◆ PARTS OF THE EXERCISE:
a) Please reproduce, word for word, the stretch of the article on the Madras High Court ruling from "The Tamil Nadu" through "Etiquette and Ethics)".
b) In the article on the Madras High Court ruling, which body argued that it could act only against individual doctors charged with negligence?
c) Extend the article on the Madras High Court ruling, starting after its last sentence.

◆ EXCERPT TO READ:
------------
CHENNAI: Will negligence on the part of a medical practitioner per se amount to professional misconduct?
Justice V Ramasubramanian of the Madras High Court held this in the affirmative while disposing of a writ petition from a patient alleging deficiency in service against a leading private hospital in the city.
The Tamil Nadu Medical Council submitted that it can proceed only against individual doctors facing charge s of negligence. It cannot enquire on complaints alleging professional misconduct, it added.
The judge observed that the contention that negligence per se may not amount to a professional misconduct cannot be accepted.
Chapter 7 of the Indian Medical Council (Professional Conduct, Etiquette and Ethics)
Regulations lists certain acts of commission and omission on the part of a physician as constituting professional misconduct. Therefore, in the light of the Regulations, the state medical council can look into the complaint of the petitioner.
“I do not think any prejudice will be caused to the MIOT Hospital by directing the council to consider the complaint of the petitioner,” the judge said and accordingly, directed it to take a decision, one way or the other, on the complaint.
------------
Items from a data source
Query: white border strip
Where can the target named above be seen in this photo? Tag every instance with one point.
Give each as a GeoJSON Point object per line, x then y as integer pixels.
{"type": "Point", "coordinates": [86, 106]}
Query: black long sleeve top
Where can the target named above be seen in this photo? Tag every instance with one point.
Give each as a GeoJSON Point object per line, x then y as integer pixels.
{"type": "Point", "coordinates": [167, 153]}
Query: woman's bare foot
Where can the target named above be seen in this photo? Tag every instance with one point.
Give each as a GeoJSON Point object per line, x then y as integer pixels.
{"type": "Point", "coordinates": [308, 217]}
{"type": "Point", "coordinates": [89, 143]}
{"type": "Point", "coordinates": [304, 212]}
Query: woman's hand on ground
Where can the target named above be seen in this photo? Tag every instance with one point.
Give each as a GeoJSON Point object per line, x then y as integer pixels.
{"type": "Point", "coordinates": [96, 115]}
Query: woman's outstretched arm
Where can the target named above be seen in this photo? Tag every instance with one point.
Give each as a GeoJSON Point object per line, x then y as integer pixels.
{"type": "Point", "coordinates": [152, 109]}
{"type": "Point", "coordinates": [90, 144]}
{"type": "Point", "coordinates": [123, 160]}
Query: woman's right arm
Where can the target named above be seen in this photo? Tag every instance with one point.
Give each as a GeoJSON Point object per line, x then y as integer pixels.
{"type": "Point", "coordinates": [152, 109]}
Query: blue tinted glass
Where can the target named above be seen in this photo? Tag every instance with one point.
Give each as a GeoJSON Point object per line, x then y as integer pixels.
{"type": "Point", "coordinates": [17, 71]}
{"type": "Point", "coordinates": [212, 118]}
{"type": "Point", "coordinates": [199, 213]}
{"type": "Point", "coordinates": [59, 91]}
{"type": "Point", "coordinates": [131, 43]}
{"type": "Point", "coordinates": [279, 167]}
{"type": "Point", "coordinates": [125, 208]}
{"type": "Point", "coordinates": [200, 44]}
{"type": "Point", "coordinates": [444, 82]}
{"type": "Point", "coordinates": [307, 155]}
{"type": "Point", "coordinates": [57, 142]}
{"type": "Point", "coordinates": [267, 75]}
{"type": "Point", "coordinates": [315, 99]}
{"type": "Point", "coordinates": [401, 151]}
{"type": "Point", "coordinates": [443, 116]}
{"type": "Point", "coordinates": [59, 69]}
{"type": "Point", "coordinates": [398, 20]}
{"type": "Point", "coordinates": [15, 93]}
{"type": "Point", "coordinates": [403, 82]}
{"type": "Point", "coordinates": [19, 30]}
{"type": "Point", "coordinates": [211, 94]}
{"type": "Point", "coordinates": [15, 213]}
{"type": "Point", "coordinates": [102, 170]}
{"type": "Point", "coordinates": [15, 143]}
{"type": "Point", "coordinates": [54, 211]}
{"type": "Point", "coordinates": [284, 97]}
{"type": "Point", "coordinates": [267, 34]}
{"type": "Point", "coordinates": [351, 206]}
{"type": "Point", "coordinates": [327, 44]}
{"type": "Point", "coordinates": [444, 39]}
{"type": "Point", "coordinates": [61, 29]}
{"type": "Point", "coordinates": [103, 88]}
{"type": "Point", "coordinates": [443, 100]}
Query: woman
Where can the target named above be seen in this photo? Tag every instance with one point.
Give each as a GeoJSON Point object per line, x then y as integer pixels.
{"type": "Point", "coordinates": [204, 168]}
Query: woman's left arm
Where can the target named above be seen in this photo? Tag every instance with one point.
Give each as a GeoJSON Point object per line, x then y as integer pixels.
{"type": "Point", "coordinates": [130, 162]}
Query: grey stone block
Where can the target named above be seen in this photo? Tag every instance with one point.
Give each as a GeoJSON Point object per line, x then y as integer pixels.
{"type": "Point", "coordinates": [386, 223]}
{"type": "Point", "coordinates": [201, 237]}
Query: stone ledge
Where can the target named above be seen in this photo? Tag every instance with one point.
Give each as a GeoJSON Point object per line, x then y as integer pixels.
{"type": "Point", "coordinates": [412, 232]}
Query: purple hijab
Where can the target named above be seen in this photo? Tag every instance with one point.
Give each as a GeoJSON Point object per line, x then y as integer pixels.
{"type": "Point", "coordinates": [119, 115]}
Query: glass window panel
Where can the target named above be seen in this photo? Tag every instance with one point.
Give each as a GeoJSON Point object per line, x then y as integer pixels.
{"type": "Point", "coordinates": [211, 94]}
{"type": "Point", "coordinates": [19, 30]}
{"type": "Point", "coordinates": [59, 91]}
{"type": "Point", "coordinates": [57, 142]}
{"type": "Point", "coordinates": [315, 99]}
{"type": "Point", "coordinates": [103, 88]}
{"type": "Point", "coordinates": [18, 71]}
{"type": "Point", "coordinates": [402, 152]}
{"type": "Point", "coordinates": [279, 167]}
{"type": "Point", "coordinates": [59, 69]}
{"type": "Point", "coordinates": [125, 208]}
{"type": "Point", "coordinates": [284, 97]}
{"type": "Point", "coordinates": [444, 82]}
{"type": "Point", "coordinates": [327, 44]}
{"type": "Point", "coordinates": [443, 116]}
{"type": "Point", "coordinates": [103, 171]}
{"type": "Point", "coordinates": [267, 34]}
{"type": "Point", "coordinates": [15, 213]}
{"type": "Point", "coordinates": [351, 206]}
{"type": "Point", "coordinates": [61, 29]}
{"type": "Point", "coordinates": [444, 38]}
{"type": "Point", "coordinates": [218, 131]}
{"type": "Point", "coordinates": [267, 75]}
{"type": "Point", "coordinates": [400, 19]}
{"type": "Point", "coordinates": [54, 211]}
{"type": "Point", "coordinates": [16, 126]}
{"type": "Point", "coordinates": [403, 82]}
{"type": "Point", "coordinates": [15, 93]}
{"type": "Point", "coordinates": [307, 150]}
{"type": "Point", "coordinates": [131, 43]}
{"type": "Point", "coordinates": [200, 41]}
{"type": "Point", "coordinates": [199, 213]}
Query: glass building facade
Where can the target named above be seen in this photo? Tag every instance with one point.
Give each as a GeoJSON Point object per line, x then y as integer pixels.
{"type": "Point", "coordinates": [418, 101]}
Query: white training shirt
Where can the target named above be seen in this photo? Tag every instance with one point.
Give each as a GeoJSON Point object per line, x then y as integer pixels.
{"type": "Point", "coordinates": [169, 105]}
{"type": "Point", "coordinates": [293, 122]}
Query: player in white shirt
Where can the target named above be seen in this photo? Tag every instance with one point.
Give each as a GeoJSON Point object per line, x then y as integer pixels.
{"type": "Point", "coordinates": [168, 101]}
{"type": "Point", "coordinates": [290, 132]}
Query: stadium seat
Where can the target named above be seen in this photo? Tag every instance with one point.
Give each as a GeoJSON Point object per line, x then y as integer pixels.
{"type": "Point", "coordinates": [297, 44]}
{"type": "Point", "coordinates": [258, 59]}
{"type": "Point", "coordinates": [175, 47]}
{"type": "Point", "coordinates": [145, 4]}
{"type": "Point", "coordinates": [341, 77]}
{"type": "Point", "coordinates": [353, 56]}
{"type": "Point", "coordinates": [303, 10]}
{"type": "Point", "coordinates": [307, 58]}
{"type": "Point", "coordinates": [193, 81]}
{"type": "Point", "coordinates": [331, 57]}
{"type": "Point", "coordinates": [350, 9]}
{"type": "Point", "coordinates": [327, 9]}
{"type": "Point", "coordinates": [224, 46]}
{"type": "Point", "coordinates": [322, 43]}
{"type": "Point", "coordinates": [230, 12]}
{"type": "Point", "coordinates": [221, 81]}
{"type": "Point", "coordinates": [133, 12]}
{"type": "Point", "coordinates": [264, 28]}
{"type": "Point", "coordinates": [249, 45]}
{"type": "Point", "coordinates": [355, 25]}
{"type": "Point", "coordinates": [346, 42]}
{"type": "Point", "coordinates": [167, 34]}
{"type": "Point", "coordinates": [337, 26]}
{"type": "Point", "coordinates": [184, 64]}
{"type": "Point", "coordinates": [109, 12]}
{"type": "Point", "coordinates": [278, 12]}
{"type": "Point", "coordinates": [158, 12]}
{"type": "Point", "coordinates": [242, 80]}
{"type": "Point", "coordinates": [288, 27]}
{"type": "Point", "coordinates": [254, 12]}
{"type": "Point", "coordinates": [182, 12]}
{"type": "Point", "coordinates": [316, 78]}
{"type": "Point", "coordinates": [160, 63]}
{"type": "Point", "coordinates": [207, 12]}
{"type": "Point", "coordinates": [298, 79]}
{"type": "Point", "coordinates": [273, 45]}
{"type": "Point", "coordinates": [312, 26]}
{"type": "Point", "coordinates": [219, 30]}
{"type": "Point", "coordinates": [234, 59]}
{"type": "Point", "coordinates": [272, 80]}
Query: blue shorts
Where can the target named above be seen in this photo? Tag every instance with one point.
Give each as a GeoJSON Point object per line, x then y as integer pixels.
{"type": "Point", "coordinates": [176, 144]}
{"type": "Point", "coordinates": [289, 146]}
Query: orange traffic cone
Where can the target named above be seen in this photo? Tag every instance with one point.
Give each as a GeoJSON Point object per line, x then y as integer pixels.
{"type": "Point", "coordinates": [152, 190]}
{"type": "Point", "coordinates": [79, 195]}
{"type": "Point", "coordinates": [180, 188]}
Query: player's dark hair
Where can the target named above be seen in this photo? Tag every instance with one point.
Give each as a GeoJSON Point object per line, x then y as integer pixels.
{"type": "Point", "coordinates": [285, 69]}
------------
◆ EXPECTED OUTPUTS:
a)
The Tamil Nadu Medical Council submitted that it can proceed only against individual doctors facing charge s of negligence. It cannot enquire on complaints alleging professional misconduct, it added.
The judge observed that the contention that negligence per se may not amount to a professional misconduct cannot be accepted.
Chapter 7 of the Indian Medical Council (Professional Conduct, Etiquette and Ethics)

b) The Tamil Nadu Medical Council.

c)
In his complaint, Vijay Irudayaraj (35), alleged that due to medical negligence, he had acquired a permanent disability, requiring continuous treatment for the past several years at the rate of Rs 50,000 per month.
His counsel Vijayalakshmi K Rajarathinam submitted that Irudayaraj, permanently settled in the US, came down to Chennai on a vacation in February 2008. He was unable to get up and move his limbs on March 9. He was admitted in MIOT at 10 am the same day. But, no doctor attended on him till 3 pm. Therefore, his father discharged him after paying Rs 40,000 and admitted him in another private hospital, where he underwent a neuro surgery. As a result, he has become a person with permanent disability. Complaining that the doctors at the MIOT hospital failed to make an appropriate diagnosis within the golden hour, the petitioner complained to the TN MCI. As there was no response, he filed the present petition, Vijayalakshmi added.
MIOT Hospital contended that there was no medical negligence on its part. The petitioner was given proper treatment. His father got the son discharged against medical advice.
The judge also said that it was true that the council has no control over hospitals, as they do not become the members of the council.